== Data provided

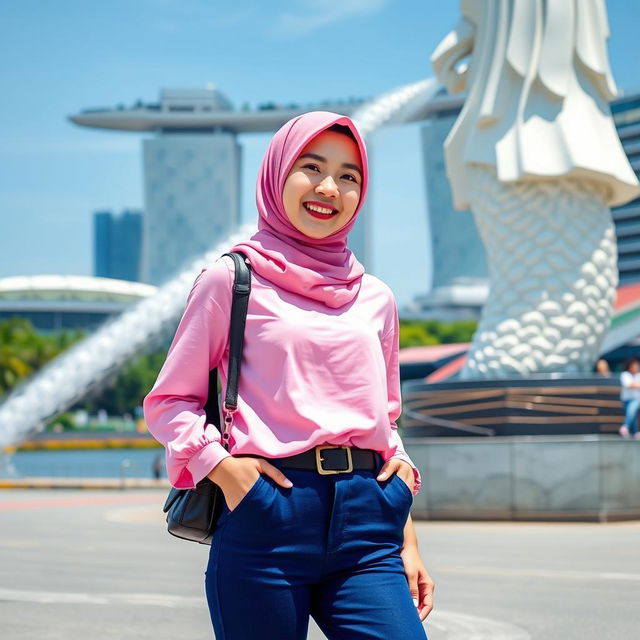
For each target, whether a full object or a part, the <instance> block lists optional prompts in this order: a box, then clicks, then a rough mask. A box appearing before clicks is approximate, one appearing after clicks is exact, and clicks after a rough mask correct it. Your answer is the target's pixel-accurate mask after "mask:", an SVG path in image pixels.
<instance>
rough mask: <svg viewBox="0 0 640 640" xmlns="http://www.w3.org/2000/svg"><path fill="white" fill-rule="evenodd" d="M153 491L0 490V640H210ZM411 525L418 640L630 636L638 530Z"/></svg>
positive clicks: (534, 525) (172, 538)
mask: <svg viewBox="0 0 640 640" xmlns="http://www.w3.org/2000/svg"><path fill="white" fill-rule="evenodd" d="M165 493H166V491H165V490H158V489H149V490H127V491H118V490H112V491H96V490H37V489H36V490H24V489H6V490H2V491H0V566H1V567H2V570H1V571H0V615H1V617H0V638H2V640H32V639H33V640H35V639H37V640H58V639H63V638H64V639H65V640H66V639H75V638H78V639H80V638H82V639H83V640H103V639H104V640H107V639H109V640H110V639H118V640H129V639H131V640H134V639H135V640H144V639H146V638H149V639H153V640H165V639H166V640H176V638H180V639H185V640H211V639H212V638H213V633H212V631H211V626H210V623H209V618H208V616H209V614H208V610H207V607H206V602H205V599H204V592H203V581H204V568H205V565H206V561H207V553H208V549H209V547H205V546H200V545H196V544H193V543H188V542H185V541H181V540H178V539H176V538H173V537H172V536H170V535H169V534H167V533H166V528H165V527H166V525H165V523H164V517H163V514H162V513H161V505H162V503H163V501H164V497H165ZM416 528H417V531H418V535H419V538H420V548H421V551H422V554H423V557H424V559H425V561H426V562H427V566H428V568H429V570H430V571H431V574H432V576H433V578H434V580H435V582H436V585H437V586H436V608H435V610H434V612H433V613H432V614H431V615H430V616H429V617H428V618H427V621H426V623H425V626H426V629H427V633H428V636H429V639H430V640H527V639H529V638H531V639H534V640H538V639H539V640H572V639H576V640H577V639H580V640H590V639H594V640H595V639H597V640H633V639H635V638H638V637H640V635H639V634H640V631H638V629H640V523H639V522H626V523H614V524H606V525H600V524H540V523H531V524H522V523H520V524H512V523H477V522H473V523H469V522H459V523H451V522H417V523H416ZM247 612H248V615H250V612H251V603H247ZM257 638H259V636H257ZM323 638H324V636H323V634H322V633H320V631H319V630H318V628H317V627H316V626H315V624H314V623H313V621H312V622H311V625H310V631H309V640H321V639H323ZM247 640H250V639H247ZM407 640H410V639H407Z"/></svg>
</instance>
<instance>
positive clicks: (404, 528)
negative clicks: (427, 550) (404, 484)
mask: <svg viewBox="0 0 640 640" xmlns="http://www.w3.org/2000/svg"><path fill="white" fill-rule="evenodd" d="M392 300H393V318H392V319H391V321H390V324H391V326H390V327H389V328H388V329H387V331H386V333H385V335H384V338H383V341H382V349H383V352H384V358H385V363H386V367H387V395H388V404H389V422H390V425H391V429H392V432H391V433H392V441H393V442H394V443H395V453H394V454H393V455H392V456H391V457H390V458H389V459H388V460H387V461H386V462H385V463H384V464H383V465H382V468H381V469H380V473H379V474H378V477H377V479H378V480H380V481H383V480H386V479H387V478H389V477H391V475H392V474H394V473H396V474H397V475H399V476H400V477H401V478H402V480H403V481H404V482H406V483H407V486H408V487H409V488H410V489H411V492H412V493H413V495H414V496H415V495H416V494H417V493H418V491H420V488H421V484H422V481H421V476H420V471H419V470H418V468H417V467H416V466H415V464H413V462H412V460H411V458H409V456H408V455H407V453H406V451H405V450H404V447H403V445H402V440H401V439H400V434H399V433H398V428H397V424H396V420H397V419H398V418H399V417H400V413H401V411H402V397H401V393H400V365H399V360H398V355H399V351H400V326H399V325H400V322H399V318H398V308H397V305H396V302H395V299H392ZM400 555H401V556H402V562H403V564H404V571H405V575H406V577H407V582H408V583H409V590H410V591H411V596H412V598H413V602H414V604H415V605H416V607H417V609H418V613H419V614H420V619H421V620H424V619H425V618H426V617H427V616H428V615H429V613H431V610H432V609H433V591H434V589H435V584H434V582H433V580H432V579H431V576H430V575H429V572H428V571H427V569H426V568H425V566H424V563H423V562H422V558H421V557H420V552H419V551H418V538H417V536H416V532H415V529H414V528H413V522H412V520H411V515H409V516H408V517H407V522H406V524H405V527H404V542H403V545H402V550H401V552H400Z"/></svg>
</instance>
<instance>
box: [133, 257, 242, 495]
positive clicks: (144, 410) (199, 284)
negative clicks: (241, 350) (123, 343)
mask: <svg viewBox="0 0 640 640" xmlns="http://www.w3.org/2000/svg"><path fill="white" fill-rule="evenodd" d="M232 285H233V273H232V272H230V271H229V267H228V264H227V263H226V262H225V260H224V259H219V260H218V261H216V262H215V263H214V264H213V265H212V266H211V267H210V268H208V269H203V270H202V271H201V272H200V274H199V275H198V277H197V278H196V280H195V282H194V284H193V287H192V289H191V292H190V293H189V297H188V299H187V304H186V307H185V310H184V313H183V315H182V318H181V320H180V323H179V325H178V328H177V330H176V333H175V336H174V338H173V341H172V343H171V346H170V347H169V351H168V353H167V358H166V360H165V362H164V365H163V366H162V369H161V370H160V373H159V374H158V378H157V380H156V382H155V384H154V386H153V388H152V389H151V391H150V392H149V393H148V395H147V396H146V397H145V399H144V401H143V410H144V418H145V422H146V424H147V428H148V429H149V432H150V433H151V435H153V437H154V438H155V439H156V440H158V441H159V442H160V443H162V444H163V445H164V447H165V459H166V465H167V476H168V478H169V482H170V483H171V485H172V486H173V487H176V488H178V489H192V488H194V487H195V486H196V484H197V483H198V482H199V481H200V480H202V479H203V478H204V477H205V476H206V475H208V474H209V472H210V471H211V470H212V469H213V468H214V467H215V466H216V465H217V464H218V463H219V462H220V461H221V460H222V459H223V458H226V457H227V456H229V455H231V454H230V453H229V452H228V451H227V450H226V449H225V448H224V447H223V446H222V441H221V436H220V432H219V431H218V429H217V428H216V426H215V425H211V424H207V422H206V415H205V411H204V405H205V404H206V401H207V397H208V393H209V371H210V370H211V369H213V368H215V367H217V366H218V365H219V363H220V360H221V358H222V354H223V353H224V351H225V348H226V346H227V341H228V335H229V326H228V325H229V317H230V309H231V297H232V292H231V288H232Z"/></svg>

====

#### Your goal
Write only the number of lines above that contain "rough".

#### Answer for this exercise
2